▶ _Your task_:
Rescale the data from its start through the line holding "[[372, 236]]", inclusive. Reproduce those lines with the requests kept, multiplying every x and y coordinate in the answers by 1.85 and rounding to whole numbers with halves up, and omit the pictures.

(Records excerpted from a collection)
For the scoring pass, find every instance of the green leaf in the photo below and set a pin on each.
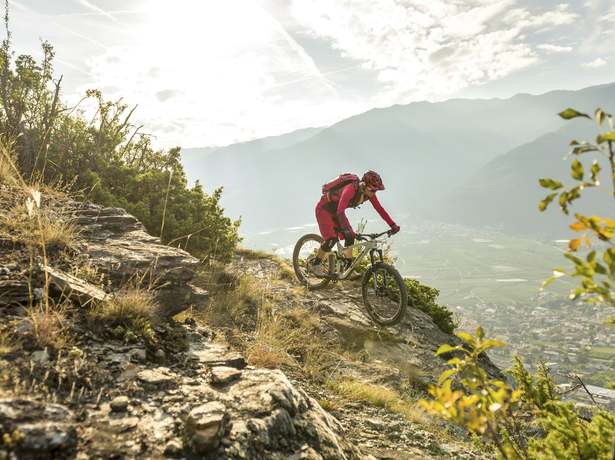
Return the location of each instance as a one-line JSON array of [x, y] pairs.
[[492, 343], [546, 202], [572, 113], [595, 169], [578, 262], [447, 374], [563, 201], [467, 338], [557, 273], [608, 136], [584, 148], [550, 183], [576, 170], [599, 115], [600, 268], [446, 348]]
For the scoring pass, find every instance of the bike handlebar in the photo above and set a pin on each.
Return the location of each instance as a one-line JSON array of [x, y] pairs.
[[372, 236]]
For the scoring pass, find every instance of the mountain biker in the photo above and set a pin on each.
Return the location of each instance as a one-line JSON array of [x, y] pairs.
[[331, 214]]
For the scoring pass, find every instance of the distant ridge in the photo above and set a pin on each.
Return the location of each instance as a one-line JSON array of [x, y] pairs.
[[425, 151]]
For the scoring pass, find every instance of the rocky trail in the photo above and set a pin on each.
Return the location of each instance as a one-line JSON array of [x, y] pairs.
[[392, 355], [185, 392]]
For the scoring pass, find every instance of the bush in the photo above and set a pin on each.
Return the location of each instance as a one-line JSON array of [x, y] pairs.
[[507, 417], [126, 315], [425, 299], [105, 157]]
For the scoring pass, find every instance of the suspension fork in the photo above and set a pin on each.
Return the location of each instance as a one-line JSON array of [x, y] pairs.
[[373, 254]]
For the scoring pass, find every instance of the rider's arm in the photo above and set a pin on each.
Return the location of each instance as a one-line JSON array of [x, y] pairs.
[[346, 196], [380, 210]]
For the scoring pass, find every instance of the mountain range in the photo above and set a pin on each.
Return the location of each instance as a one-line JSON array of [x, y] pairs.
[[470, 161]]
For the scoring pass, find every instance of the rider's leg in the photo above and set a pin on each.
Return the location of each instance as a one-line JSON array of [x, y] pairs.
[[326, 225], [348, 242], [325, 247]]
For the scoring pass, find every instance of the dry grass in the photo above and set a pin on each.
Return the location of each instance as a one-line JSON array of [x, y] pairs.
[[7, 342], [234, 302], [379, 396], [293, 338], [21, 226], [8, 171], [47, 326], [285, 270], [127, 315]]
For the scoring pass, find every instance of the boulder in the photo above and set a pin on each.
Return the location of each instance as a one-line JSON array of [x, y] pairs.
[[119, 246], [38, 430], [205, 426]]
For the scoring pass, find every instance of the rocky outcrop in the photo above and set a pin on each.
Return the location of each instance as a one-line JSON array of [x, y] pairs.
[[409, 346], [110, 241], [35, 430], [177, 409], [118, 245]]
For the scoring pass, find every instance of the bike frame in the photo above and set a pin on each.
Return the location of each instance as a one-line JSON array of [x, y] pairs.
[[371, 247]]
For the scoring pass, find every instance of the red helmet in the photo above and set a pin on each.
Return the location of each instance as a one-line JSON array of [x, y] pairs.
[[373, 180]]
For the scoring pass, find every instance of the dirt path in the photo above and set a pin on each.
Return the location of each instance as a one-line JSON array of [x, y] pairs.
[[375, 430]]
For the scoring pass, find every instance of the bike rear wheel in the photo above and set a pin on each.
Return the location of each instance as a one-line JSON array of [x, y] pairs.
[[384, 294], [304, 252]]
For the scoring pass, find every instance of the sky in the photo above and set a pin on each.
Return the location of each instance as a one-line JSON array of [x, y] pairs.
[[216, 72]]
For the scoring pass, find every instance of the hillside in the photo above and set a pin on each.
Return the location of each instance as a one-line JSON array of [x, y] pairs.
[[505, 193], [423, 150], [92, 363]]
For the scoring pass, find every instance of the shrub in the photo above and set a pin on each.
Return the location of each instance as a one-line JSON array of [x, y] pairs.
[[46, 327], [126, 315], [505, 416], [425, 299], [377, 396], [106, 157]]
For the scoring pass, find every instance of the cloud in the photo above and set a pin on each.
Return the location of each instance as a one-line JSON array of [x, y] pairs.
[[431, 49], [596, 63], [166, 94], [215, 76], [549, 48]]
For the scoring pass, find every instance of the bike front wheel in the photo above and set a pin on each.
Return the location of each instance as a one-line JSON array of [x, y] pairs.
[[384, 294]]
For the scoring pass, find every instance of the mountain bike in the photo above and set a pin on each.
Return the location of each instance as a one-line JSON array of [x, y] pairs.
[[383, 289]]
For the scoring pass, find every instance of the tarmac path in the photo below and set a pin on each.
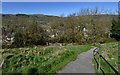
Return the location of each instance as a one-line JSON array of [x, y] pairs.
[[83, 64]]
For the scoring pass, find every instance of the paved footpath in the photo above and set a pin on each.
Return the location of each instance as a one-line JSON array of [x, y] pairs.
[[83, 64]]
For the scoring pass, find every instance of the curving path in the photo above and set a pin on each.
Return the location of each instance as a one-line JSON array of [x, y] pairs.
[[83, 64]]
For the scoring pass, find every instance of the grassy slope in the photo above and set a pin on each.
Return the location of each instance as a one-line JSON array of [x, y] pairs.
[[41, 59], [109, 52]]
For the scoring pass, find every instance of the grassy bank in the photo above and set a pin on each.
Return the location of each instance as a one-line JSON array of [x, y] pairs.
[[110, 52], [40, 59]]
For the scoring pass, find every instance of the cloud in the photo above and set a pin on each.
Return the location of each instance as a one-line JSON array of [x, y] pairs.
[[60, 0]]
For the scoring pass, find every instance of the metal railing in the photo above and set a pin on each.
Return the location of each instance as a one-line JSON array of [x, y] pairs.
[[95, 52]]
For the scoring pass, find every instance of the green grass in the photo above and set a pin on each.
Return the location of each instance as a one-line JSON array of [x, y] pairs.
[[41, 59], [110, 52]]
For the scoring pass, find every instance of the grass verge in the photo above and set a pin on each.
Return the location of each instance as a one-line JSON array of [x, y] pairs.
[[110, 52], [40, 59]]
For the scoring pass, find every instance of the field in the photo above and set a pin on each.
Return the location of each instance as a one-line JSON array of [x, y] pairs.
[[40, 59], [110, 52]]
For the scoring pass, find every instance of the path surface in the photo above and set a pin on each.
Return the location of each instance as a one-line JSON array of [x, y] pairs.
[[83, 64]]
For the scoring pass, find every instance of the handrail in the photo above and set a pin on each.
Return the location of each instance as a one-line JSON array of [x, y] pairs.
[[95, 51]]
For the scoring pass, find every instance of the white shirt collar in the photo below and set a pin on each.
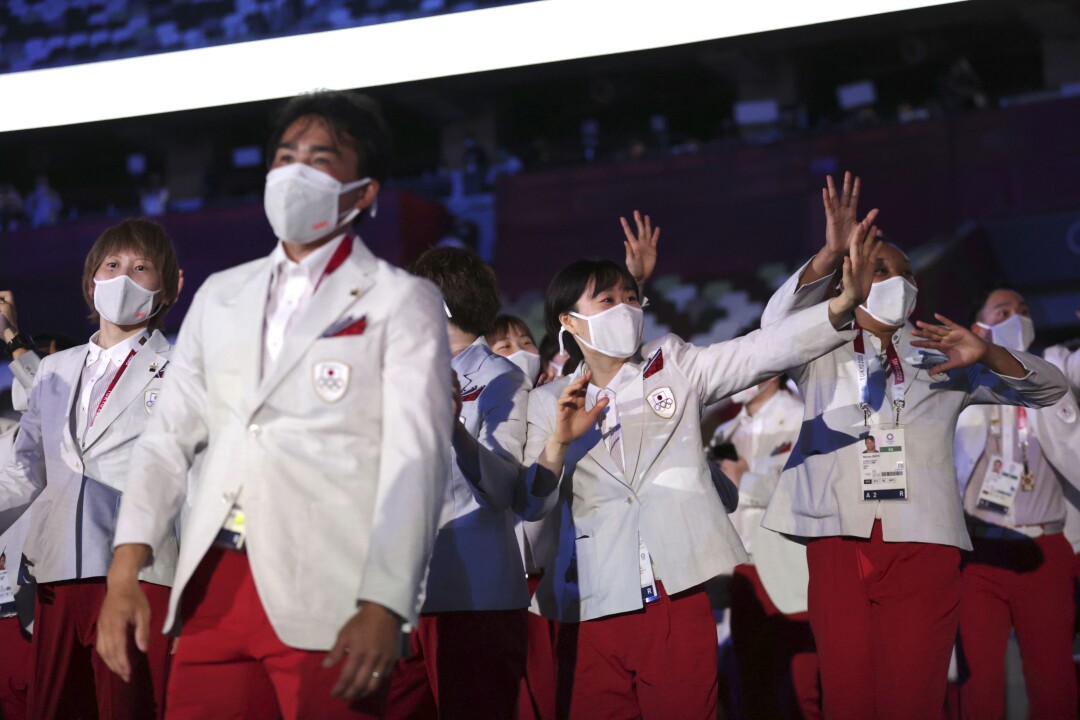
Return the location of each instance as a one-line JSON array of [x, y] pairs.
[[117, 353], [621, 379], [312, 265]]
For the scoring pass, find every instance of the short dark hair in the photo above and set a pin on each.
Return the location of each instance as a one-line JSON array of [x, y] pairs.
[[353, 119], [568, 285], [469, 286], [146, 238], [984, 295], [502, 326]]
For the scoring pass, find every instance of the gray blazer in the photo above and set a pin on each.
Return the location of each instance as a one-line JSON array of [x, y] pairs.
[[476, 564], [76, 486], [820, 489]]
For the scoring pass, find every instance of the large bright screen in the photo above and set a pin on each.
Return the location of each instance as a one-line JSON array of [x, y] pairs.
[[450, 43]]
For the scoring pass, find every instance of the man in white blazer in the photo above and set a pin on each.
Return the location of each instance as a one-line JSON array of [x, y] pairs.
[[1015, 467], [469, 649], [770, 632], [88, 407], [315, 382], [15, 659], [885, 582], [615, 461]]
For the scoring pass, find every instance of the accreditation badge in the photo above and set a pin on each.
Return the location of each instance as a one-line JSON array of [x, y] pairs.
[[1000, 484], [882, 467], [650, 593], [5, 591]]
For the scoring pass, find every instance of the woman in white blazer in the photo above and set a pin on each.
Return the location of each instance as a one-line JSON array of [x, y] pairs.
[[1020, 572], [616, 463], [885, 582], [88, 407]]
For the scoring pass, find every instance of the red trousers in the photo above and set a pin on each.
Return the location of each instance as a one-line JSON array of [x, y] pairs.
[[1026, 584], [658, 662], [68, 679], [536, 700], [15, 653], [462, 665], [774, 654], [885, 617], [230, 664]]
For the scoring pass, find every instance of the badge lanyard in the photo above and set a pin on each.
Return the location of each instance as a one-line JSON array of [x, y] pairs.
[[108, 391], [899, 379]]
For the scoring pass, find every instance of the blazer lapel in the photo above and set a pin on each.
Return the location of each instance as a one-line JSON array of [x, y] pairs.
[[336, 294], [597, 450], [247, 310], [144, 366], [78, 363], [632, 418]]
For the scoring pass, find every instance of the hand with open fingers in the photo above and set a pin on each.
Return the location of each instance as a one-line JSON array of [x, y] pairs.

▶ _Exercise solution_:
For the scoring pass, find every instance of the green leaf in the photo below and set a pin on each.
Return the location of each instance as a one-line JSON array of [x, y] pairs.
[[910, 635], [1010, 374], [1058, 209], [1101, 313], [1069, 485], [827, 692], [1042, 372], [864, 625], [1030, 505], [1125, 252], [1080, 274], [1018, 339], [1066, 315], [1108, 213], [1110, 496], [825, 644]]
For the scoring pass, find every instance of the bike handlebar in the photo above and set a pin on each.
Return the location of each instance as a one-line JSON array of [x, y] pairs.
[[688, 437]]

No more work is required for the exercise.